在文件中，在 mainWindow 类中创建名为 InitModel 的帮助程序方法，用于初始化模型。此方法使用 SharpDX.DXGI 库中的 API 来选择第一个可用的适配器。在此会话中，所选适配器被设置在 DirectML 执行提供程序的 SessionOptions 对象中。最后，初始化新的 InferenceSession，并按照指向模型文件的路径和会话选项传递。

// MainWindow.xaml.cs

private InferenceSession _inferenceSession;
private string modelDir = Path.Combine(AppDomain.CurrentDomain.BaseDirectory, "model");

private void InitModel()
{
    if (_inferenceSession != null)

▬▬▬▬▬▬

任务要求:
根据阅读摘录回答下列问题，答案用相同的字母标注。
(a) InitModel 方法使用哪个库中的 API 来选择第一个可用的适配器？
(b) 所选适配器被设置在哪个对象中？
(c) 在代码中，modelDir 是由应用程序的基目录与哪个字符串组合而成的？

▬▬▬▬▬▬

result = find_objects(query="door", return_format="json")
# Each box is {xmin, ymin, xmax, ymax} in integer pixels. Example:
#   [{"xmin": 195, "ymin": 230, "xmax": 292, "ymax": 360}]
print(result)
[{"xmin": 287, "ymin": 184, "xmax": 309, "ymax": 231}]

▬▬▬▬▬▬

任务答案:
(a) SharpDX.DXGI 库。
(b) DirectML 执行提供程序的 SessionOptions 对象。
(c) "model"。